Quale aspetto assume il social washing nella realtà?
Brand activism è una forma di social washing di alto profilo comunemente utilizzata dalle aziende di beni di consumo e ci sono molti esempi di come questa pratica si ritorca contro quando i consumatori scoprono i tentativi poco velati delle aziende di trarre profitto da cause sociali.
Come ha osservato il Guardian, questi esempi includono:
-La catena alimentare Marks & Spencer (MAKSF) ha venduto un "panino LGBT" nel Regno Unito durante le celebrazioni del Pride Month, ma si è astenuto dal vendere il prodotto nei mercati in cui le relazioni omosessuali sono illegali.
-Audi (AUDVF) ha lanciato una campagna per il Super Bowl per promuovere l'uguaglianza di genere nonostante la scarsa rappresentanza femminile nei ruoli dirigenziali e, all'epoca, nessun membro del consiglio di amministrazione di sesso femminile.
Allo stesso tempo, ci si aspetta sempre di più che le aziende reagiscano e prendano posizione su questioni sociali di alto profilo, mentre si destreggiano tra gli interessi contrastanti degli stakeholder. Inevitabilmente, ciò significa alienarsi alcuni gruppi e placarne altri.
Un esempio recente è rappresentato da aziende come Citigroup (C) e Lyft (LYFT) che hanno pubblicizzato il sostegno ai dipendenti che chiedono assistenza sanitaria per l'aborto in un mondo post-Roe v. Wade. Queste prese di posizione hanno placato i dipendenti favorevoli all'aborto, ma hanno portato gli attivisti contrari all'aborto e i legislatori conservatori a rispondere con minacce legali.

- DATI MOSTRATI -
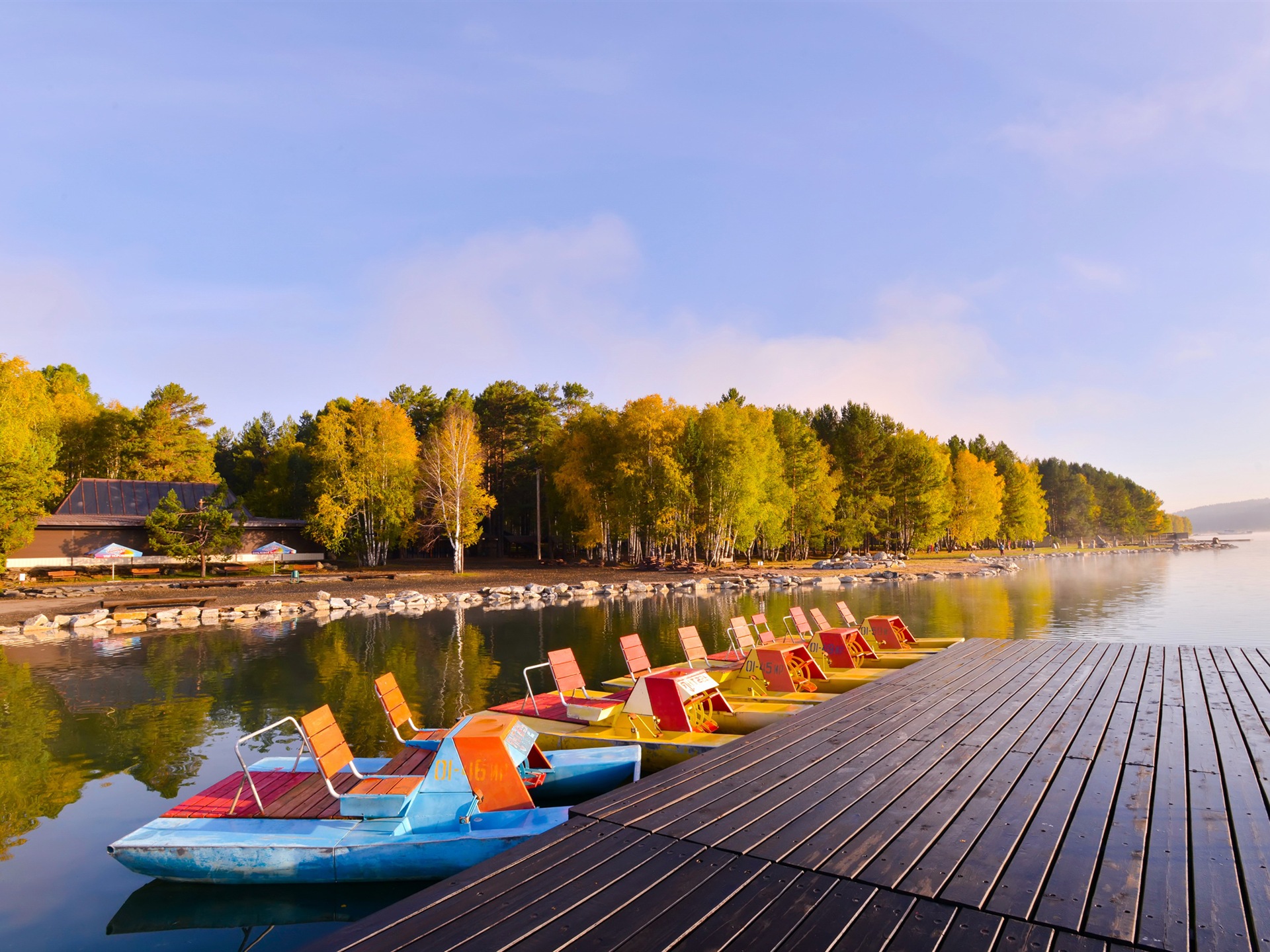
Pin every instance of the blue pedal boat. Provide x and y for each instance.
(450, 800)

- DA SVOLGERE -
A. Stabilisci se ciascuna affermazione concorda con l'estratto sul social washing. Rispondi sì o no e riporta fra virgolette le parole del testo che lo decidono.
(i) Marks & Spencer ha venduto il panino del Pride Month anche nei mercati in cui le relazioni omosessuali sono illegali.
(ii) All'epoca della campagna per il Super Bowl, Audi non aveva donne nel consiglio di amministrazione.
(iii) Le prese di posizione di Citigroup e Lyft hanno portato i legislatori conservatori a rispondere con minacce legali.
B. Rispondi alle domande seguenti in base all'estratto sul social washing.
(i) Quale testata viene indicata come fonte degli esempi?
(ii) In quale paese Marks & Spencer ha venduto il panino durante il Pride Month?
(iii) Quali aziende hanno pubblicizzato il sostegno ai dipendenti che chiedono assistenza sanitaria per l'aborto?

- SOLUZIONI -
A.
(i) No: «si è astenuto dal vendere il prodotto nei mercati in cui le relazioni omosessuali sono illegali».
(ii) Sì: «nessun membro del consiglio di amministrazione di sesso femminile».
(iii) Sì: «hanno portato gli attivisti contrari all'aborto e i legislatori conservatori a rispondere con minacce legali».

B.
(i) Il Guardian.
(ii) Nel Regno Unito.
(iii) Citigroup e Lyft.